A bureaucrat from China visits an Indian counterpart and sees the beautiful home, and asks, "how did you get this beautiful house?" The Indian functionary answers, "Can you see that bridge?" "Yes" "10 percent," says the bureaucrat, smugly. Then, a decade later, the Indian counterpart returns the visit to find an even more beautiful home "How did you get this big and astonishing home?" He asks. The Chinese bureaucrat answers, "Do you see that bridge?" "No," says the Indian visitor. "10 percent" says the Chinese politician.
The joke is that the worst corruption leaves the country with nothing.
If you look down into Manhattan from the Southern edge of central park, there's a building, One Fifty Seven, that rises up out off the street, a big, ugly, empty, luxury condominium. Its a building that wouldn't exist without tax subsidies from New York State. It is a building that wouldn't exist without Sheldon Silver. Sheldon Silver is going to prison, and we are left with a constant reminder, the shadow from One Fifty Seven of the cost of corruption. Silver presented himself as a tenant's advocate, but in reality -- as we learned at his trial -- he was making hundreds of thousands of dollars from Glenwood Management, and then pushing for tax breaks for Glenwood Management. The New Yorkers he was supposed to represent were left out in the cold, fighting for affordable housing. One Fifty Seven is just one of the many buildings that Sheldon Silver got a percent of.
But its bigger than the buildings. If you look at a map of New York, without gerrymandered districts, you see a Democratic State -- there are twice as many Democrats as Republicans. You see a state of citizens who want full funding for public education, who want public transportation, who want a fair tax policy. But if you overlay it with a map of gerrymandered districts, you see power in New York: Republicans have a veto over all legislation because of how districts are drawn. That's Sheldon SIlver's legacy, too. His refusal to push for fair redistricting is incoherent except as [a gift to his donors, to his secret funders, and] a self-protective measure guarding his own desire for power, an unholy alliance insuring that each house will protect its own majority and hands-off the other house. If Silver had been representing the lower east side -- or even the interests of this party and the voters it is supposed to represent -- instead of himself and his desire for money and power, the entire state would look different. This is the legacy of Sheldon Silver, and the cost of corruption.

◆ **SUPPLIED ENTRIES**

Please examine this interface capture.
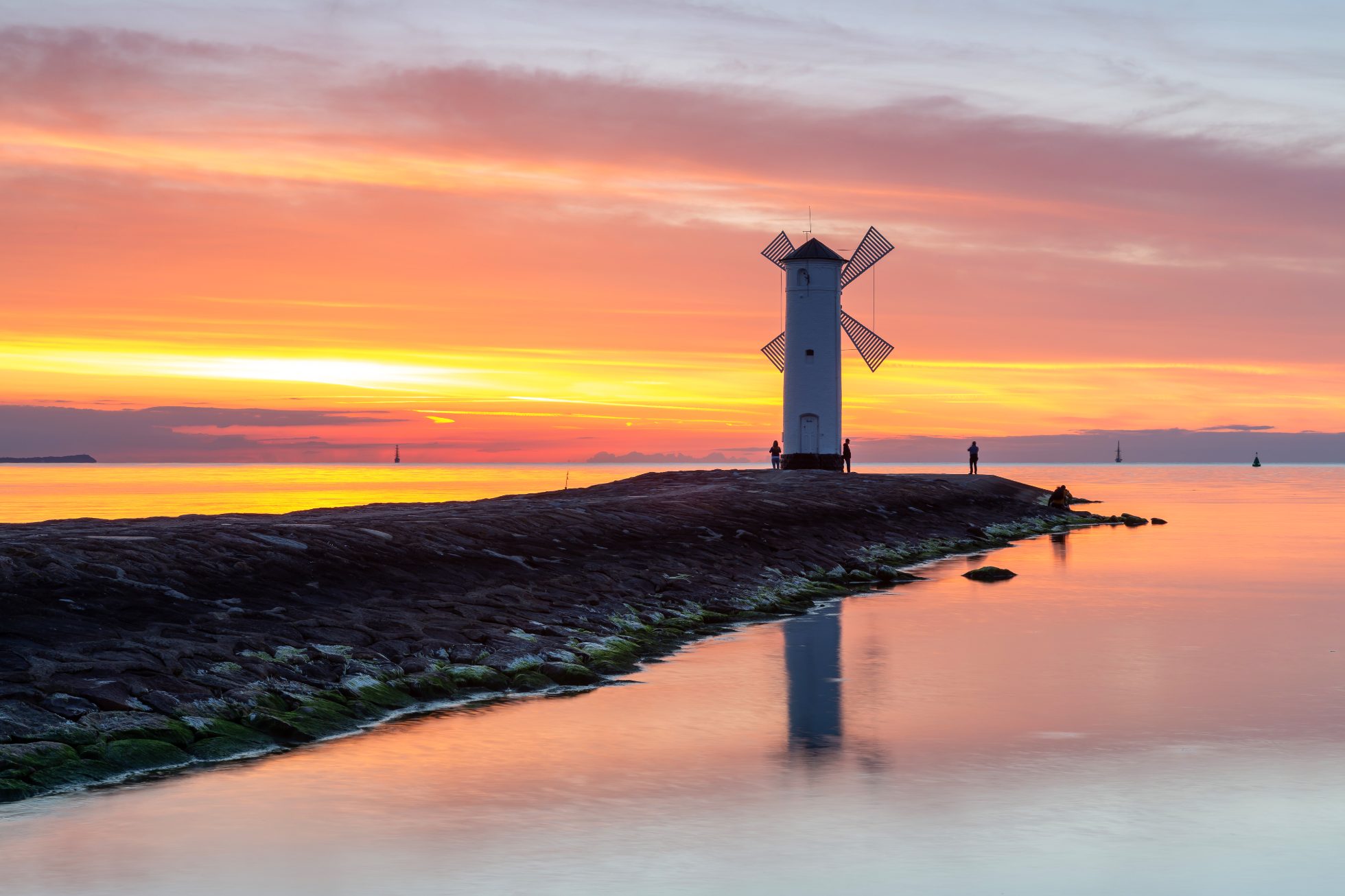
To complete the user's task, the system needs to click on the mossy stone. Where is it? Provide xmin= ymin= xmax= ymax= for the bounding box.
xmin=192 ymin=718 xmax=276 ymax=752
xmin=406 ymin=672 xmax=457 ymax=700
xmin=444 ymin=665 xmax=508 ymax=690
xmin=248 ymin=700 xmax=359 ymax=741
xmin=80 ymin=711 xmax=196 ymax=746
xmin=31 ymin=759 xmax=125 ymax=790
xmin=538 ymin=663 xmax=601 ymax=685
xmin=342 ymin=675 xmax=416 ymax=709
xmin=106 ymin=739 xmax=191 ymax=771
xmin=0 ymin=740 xmax=80 ymax=771
xmin=510 ymin=669 xmax=555 ymax=690
xmin=189 ymin=738 xmax=269 ymax=763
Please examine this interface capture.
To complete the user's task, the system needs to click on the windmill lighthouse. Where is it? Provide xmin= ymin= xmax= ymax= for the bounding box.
xmin=761 ymin=227 xmax=893 ymax=469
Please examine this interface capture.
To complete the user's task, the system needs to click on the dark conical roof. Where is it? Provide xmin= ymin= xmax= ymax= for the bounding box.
xmin=780 ymin=237 xmax=845 ymax=261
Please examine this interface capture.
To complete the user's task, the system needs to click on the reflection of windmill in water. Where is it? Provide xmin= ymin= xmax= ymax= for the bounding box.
xmin=761 ymin=227 xmax=893 ymax=469
xmin=783 ymin=604 xmax=841 ymax=753
xmin=782 ymin=599 xmax=891 ymax=773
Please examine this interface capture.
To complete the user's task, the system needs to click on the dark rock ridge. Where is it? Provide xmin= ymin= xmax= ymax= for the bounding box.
xmin=961 ymin=567 xmax=1018 ymax=581
xmin=0 ymin=469 xmax=1128 ymax=801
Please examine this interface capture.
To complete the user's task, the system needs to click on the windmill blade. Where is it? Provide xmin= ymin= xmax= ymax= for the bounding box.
xmin=761 ymin=332 xmax=785 ymax=373
xmin=761 ymin=230 xmax=793 ymax=268
xmin=839 ymin=227 xmax=896 ymax=290
xmin=839 ymin=311 xmax=891 ymax=371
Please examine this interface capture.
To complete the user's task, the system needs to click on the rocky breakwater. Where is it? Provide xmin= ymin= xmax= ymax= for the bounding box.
xmin=0 ymin=471 xmax=1124 ymax=801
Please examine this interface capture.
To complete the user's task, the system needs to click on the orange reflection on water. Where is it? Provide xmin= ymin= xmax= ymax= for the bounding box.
xmin=0 ymin=467 xmax=1345 ymax=896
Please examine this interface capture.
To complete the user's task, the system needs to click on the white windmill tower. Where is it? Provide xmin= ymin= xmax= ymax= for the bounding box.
xmin=761 ymin=227 xmax=893 ymax=469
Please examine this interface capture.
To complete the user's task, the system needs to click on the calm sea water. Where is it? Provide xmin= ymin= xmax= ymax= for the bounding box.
xmin=0 ymin=464 xmax=1345 ymax=896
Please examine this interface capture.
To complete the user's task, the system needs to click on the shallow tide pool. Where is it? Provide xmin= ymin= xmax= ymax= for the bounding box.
xmin=0 ymin=464 xmax=1345 ymax=896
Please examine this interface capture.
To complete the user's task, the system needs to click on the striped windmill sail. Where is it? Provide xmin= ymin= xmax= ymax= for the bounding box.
xmin=839 ymin=311 xmax=891 ymax=370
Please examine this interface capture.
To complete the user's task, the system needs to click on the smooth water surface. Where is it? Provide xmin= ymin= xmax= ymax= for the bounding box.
xmin=0 ymin=465 xmax=1345 ymax=896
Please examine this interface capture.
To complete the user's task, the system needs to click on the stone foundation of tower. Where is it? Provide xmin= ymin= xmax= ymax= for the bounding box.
xmin=780 ymin=453 xmax=845 ymax=469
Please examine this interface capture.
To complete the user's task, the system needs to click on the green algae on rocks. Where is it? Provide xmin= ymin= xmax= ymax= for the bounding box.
xmin=0 ymin=471 xmax=1146 ymax=802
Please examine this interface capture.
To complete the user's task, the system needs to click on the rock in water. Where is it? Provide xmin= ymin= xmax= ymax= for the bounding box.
xmin=961 ymin=567 xmax=1018 ymax=581
xmin=1046 ymin=486 xmax=1073 ymax=510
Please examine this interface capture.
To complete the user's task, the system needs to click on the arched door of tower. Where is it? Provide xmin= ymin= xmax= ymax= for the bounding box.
xmin=799 ymin=414 xmax=818 ymax=455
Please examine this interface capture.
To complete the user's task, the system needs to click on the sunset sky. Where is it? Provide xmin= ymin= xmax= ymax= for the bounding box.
xmin=0 ymin=0 xmax=1345 ymax=460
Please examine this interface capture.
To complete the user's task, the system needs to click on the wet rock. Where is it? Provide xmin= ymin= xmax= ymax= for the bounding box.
xmin=340 ymin=675 xmax=416 ymax=709
xmin=28 ymin=759 xmax=125 ymax=790
xmin=0 ymin=471 xmax=1122 ymax=790
xmin=538 ymin=663 xmax=601 ymax=685
xmin=510 ymin=669 xmax=555 ymax=690
xmin=40 ymin=694 xmax=98 ymax=718
xmin=1046 ymin=486 xmax=1075 ymax=510
xmin=961 ymin=567 xmax=1018 ymax=581
xmin=182 ymin=716 xmax=276 ymax=746
xmin=0 ymin=700 xmax=97 ymax=745
xmin=444 ymin=663 xmax=508 ymax=690
xmin=404 ymin=672 xmax=457 ymax=700
xmin=0 ymin=740 xmax=80 ymax=773
xmin=104 ymin=739 xmax=191 ymax=771
xmin=80 ymin=711 xmax=195 ymax=746
xmin=188 ymin=738 xmax=264 ymax=763
xmin=51 ymin=672 xmax=145 ymax=710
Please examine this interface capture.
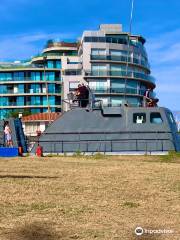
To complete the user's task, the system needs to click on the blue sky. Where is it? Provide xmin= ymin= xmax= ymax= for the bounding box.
xmin=0 ymin=0 xmax=180 ymax=110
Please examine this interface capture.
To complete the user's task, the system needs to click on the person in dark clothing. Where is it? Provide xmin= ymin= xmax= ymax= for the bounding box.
xmin=75 ymin=84 xmax=89 ymax=108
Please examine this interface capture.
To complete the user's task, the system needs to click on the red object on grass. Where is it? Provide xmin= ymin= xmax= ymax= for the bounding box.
xmin=36 ymin=145 xmax=43 ymax=157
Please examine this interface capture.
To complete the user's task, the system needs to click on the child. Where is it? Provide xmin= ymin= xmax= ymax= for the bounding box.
xmin=4 ymin=122 xmax=13 ymax=147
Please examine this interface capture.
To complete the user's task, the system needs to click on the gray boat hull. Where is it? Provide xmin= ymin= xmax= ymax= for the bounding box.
xmin=32 ymin=107 xmax=180 ymax=154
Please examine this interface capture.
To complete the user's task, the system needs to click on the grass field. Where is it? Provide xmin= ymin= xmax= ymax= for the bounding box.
xmin=0 ymin=154 xmax=180 ymax=240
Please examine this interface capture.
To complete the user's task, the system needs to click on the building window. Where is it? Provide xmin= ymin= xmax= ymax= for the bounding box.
xmin=150 ymin=113 xmax=163 ymax=124
xmin=69 ymin=81 xmax=79 ymax=92
xmin=47 ymin=61 xmax=54 ymax=68
xmin=31 ymin=72 xmax=41 ymax=81
xmin=13 ymin=72 xmax=24 ymax=81
xmin=0 ymin=73 xmax=12 ymax=82
xmin=91 ymin=48 xmax=106 ymax=55
xmin=133 ymin=113 xmax=146 ymax=124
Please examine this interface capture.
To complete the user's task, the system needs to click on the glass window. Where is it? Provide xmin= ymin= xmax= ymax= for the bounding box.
xmin=69 ymin=81 xmax=79 ymax=91
xmin=126 ymin=97 xmax=141 ymax=107
xmin=13 ymin=72 xmax=24 ymax=81
xmin=47 ymin=61 xmax=54 ymax=68
xmin=18 ymin=84 xmax=24 ymax=93
xmin=31 ymin=96 xmax=41 ymax=105
xmin=49 ymin=96 xmax=55 ymax=105
xmin=168 ymin=112 xmax=175 ymax=124
xmin=48 ymin=84 xmax=55 ymax=93
xmin=110 ymin=49 xmax=128 ymax=56
xmin=91 ymin=48 xmax=106 ymax=55
xmin=56 ymin=61 xmax=62 ymax=69
xmin=111 ymin=97 xmax=123 ymax=107
xmin=17 ymin=97 xmax=24 ymax=106
xmin=0 ymin=73 xmax=12 ymax=81
xmin=150 ymin=113 xmax=163 ymax=124
xmin=31 ymin=72 xmax=41 ymax=81
xmin=133 ymin=113 xmax=146 ymax=124
xmin=43 ymin=72 xmax=55 ymax=81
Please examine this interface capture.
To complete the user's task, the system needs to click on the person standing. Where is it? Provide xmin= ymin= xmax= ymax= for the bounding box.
xmin=4 ymin=121 xmax=13 ymax=147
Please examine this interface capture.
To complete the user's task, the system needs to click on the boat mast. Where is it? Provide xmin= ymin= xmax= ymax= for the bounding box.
xmin=124 ymin=0 xmax=134 ymax=103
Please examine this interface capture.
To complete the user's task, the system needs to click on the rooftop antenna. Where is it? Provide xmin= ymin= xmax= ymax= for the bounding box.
xmin=129 ymin=0 xmax=134 ymax=34
xmin=124 ymin=0 xmax=134 ymax=103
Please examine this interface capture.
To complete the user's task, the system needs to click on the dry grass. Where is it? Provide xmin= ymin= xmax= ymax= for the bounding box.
xmin=0 ymin=155 xmax=180 ymax=240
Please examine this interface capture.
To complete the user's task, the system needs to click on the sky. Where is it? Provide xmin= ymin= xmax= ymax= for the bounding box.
xmin=0 ymin=0 xmax=180 ymax=110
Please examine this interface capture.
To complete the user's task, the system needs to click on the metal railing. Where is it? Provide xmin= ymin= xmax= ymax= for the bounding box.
xmin=85 ymin=70 xmax=155 ymax=84
xmin=91 ymin=55 xmax=150 ymax=69
xmin=91 ymin=87 xmax=145 ymax=96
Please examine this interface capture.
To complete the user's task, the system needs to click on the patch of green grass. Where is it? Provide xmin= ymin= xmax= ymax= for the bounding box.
xmin=160 ymin=151 xmax=180 ymax=163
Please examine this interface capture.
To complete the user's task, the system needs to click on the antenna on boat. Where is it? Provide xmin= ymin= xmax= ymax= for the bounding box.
xmin=129 ymin=0 xmax=134 ymax=34
xmin=124 ymin=0 xmax=134 ymax=103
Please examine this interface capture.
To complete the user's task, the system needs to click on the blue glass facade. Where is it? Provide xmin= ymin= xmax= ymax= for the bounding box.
xmin=0 ymin=68 xmax=61 ymax=119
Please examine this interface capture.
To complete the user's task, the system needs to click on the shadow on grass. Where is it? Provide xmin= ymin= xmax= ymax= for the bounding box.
xmin=7 ymin=222 xmax=67 ymax=240
xmin=0 ymin=175 xmax=59 ymax=179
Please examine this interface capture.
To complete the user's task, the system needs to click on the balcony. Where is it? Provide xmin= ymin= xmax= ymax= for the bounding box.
xmin=91 ymin=55 xmax=150 ymax=69
xmin=91 ymin=87 xmax=145 ymax=96
xmin=0 ymin=77 xmax=62 ymax=84
xmin=85 ymin=70 xmax=155 ymax=84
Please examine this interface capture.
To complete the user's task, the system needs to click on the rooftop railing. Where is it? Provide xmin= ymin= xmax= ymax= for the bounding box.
xmin=91 ymin=55 xmax=150 ymax=69
xmin=85 ymin=70 xmax=155 ymax=84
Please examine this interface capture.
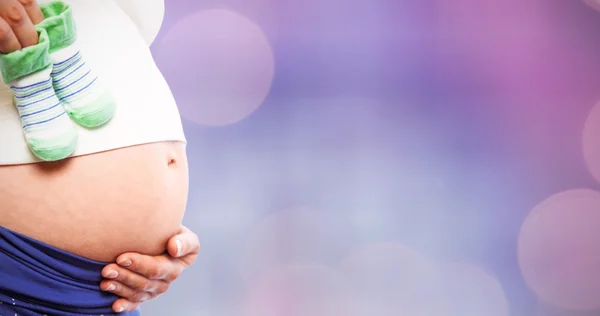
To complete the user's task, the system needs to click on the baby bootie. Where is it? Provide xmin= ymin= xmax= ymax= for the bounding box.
xmin=38 ymin=1 xmax=116 ymax=128
xmin=0 ymin=29 xmax=78 ymax=161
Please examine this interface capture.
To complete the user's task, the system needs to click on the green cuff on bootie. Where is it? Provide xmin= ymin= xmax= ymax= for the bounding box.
xmin=37 ymin=1 xmax=77 ymax=54
xmin=0 ymin=28 xmax=52 ymax=84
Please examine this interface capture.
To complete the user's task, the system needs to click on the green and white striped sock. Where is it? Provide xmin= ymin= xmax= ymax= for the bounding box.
xmin=10 ymin=67 xmax=78 ymax=161
xmin=38 ymin=1 xmax=116 ymax=128
xmin=0 ymin=29 xmax=78 ymax=161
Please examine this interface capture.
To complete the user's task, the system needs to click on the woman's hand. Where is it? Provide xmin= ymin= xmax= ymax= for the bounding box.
xmin=0 ymin=0 xmax=44 ymax=54
xmin=100 ymin=226 xmax=200 ymax=312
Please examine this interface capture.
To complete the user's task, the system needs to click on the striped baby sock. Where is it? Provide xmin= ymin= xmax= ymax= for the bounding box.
xmin=0 ymin=29 xmax=78 ymax=161
xmin=38 ymin=1 xmax=115 ymax=128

◆ **QUESTIONS TO ANSWER**
• 1. Answer these questions from the piece on Sheldon Silver.
(a) What percentage is named in the opening joke?
(b) From which company was Silver making hundreds of thousands of dollars?
(c) According to the piece, how do Democrats compare in number with Republicans in New York?
• 2. Write a continuation of the piece on Sheldon Silver, starting after its final sentence.
None of the material above is needed for this work.

◆ **ANSWERS TO THE PROBLEMS**
• 1.
(a) 10 percent.
(b) Glenwood Management.
(c) There are twice as many Democrats as Republicans.

• 2.
The eventual cost of corruption -- as the joke tells us -- is not just that you build things you shouldn't, but you stop building things altogether. And the real cost of corruption in New York State -- and part of Shelly's legacy -- is the things we didn't do. With a democratic senate and without tax give ways to developers, we could have been building the best infrastructure in the country, and educating all our kids. Instead, the state is literally falling apart.
We should thank Preet Bharara for taking on one of the most powerful, untouchable people in New York -- and then realize it is our job, as citizens, to take on other politicians doing the same thing, unless we want our legacy to stay in Silver's shadow.
Silver's conviction places the entire "business as usual" system at Andrew Cuomo's feet. If he doesn't act now, this broken infrastructure and corrupt politics is his, not Sheldon SIlver's. It is Andrew Cuomo who plays the partisan split between the Assembly and Senate like a master violinist to insure truly progressive policies that would cost his campaign contributors don't pass and unaffordable luxury buildings get built, and Andrew Cuomo who led the charge against fair redistricting, and Andrew Cuomo who has taken more money from Glenwood Management than Silver ever did. In the wake of this trial, Glenwood Management money should be treated as toxic, corrupt, and corrupting.
And we, as a public, have to rise up and reject Glenwood, demand public financing of elections, and support challengers to anyone, Democratic or Republican, who is working for their donors and private clients, not the public.